All values are expressed as mean ± standard error mean (n = 6).

a P<0.001 significant as compared to normal control

b P<0.001; b*P<0.01 significant as compared to ISO control

ISO, isoproterenol; MI, myocardial infarction; Ashw, Ashwagandharishta

 

Table 4. Effect of Ashwagandharishta-T, M and marketed Ashwagandharishta on heart MDA and GSH concentration in ISO-induced MI in albino rats

 

Group	Dose (ml/kg p.o. /Day)	MDA(nmol/g tissue)	GSH (µmol/g tissue)
Normal control	2 ml normal saline	110.12±4.28	1.48±0.081
ISO control	2 ml normal saline	246.23±7.43a	0.89±0.043a
Inderal*10+ ISO	10 mg	125.27±3.72b	1.21±0.036b
Ashw-T+ ISO	2 ml	140.49±1.98b	1.16±0.039b
Ashw-M+ ISO	2 ml	142.18±2.47b	1.15±0.048b
marketed Ashw+ ISO	2 ml	141.54±4.37b	1.16±0.054b

All values are expressed as mean ± standard error mean (n = 6).

a P<0.001 significant as compared to normal control

b P<0.001 significant as compared to ISO control

ISO, isoproterenol; MI, myocardial infarction; Ashw, Ashwagandharishta

 

This β-adrenoceptor hyper stimulation leads to cardio toxicity²². Oxidative stress may also depress the sarcolemmal Ca²⁺ transport and result in the development of intracellular Ca²⁺ overload and ventricular dysfunction²³. Hence, therapeutic intervention with therapeutic activity may be useful in preventing these deleterious changes.

:: Tasks ::
1. Answer these about the Ashwagandharishta heart study excerpt:
(a) How many rats were in each group?
(b) What MDA value is listed for the ISO control group?
(c) What may oxidative stress depress, according to the closing paragraph?
2. Write the next part of the Ashwagandharishta heart study excerpt, picking up after its final sentence.

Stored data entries
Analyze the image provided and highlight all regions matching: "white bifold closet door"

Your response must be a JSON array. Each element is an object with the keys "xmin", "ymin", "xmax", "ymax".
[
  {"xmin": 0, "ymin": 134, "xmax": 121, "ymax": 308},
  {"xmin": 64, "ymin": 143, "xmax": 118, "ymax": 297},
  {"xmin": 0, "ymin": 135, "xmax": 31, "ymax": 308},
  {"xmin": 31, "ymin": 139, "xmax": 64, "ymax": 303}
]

:: Answers by item ::
1.
(a) 6
(b) 246.23±7.43 nmol/g tissue
(c) Sarcolemmal Ca²⁺ transport

2.
 

Changes in serum LDH and CK-MB activities have been considered some of the important biomarkers of MI. A significant increase in serum LDH, CK-MB, AST and ALT was observed in ISO control group. Pre-treatment with Ashwagandharishta-T, Ashwagandharishta-M and marketed Ashwagandharishta in ISO-induced MI in albino rats significantly restored serum LDH, CK-MB, AST and ALT activity as compared to the ISO control group was suggestive of their cardio-protective effect.

 

In ISO control group significant rise in serum lipid profile was also observed. Pre-treatment with Ashwagandharishta-T, Ashwagandharishta-M and marketed Ashwagandharishta for thirty days  significantly reduced serum cholesterol, LDL and TG level while showed significant rise in serum HDL level in ISO-induced MI in albino rats. A rise in LDL may cause deposition of cholesterol in the arteries and aorta and hence it is a direct risk factor for coronary heart disease. LDL carries cholesterol from liver to the peripheral cells and smooth muscles and cells of the arteries²⁴. HDL promotes the removal of cholesterol from peripheral cells and facilitates its delivery back to the liver. Therefore, increased levels of HDL are desirable²⁵.

 

In the ISO control group, a significant increase in heart weight and heart weight to body weight ratio was observed which was reversed by Ashwagandharishta-T, Ashwagandharishta-M and marketed Ashwagandharishta treatment in ISO-induced MI in albino rats. It suggests the cardio-protective property of all these test formulations.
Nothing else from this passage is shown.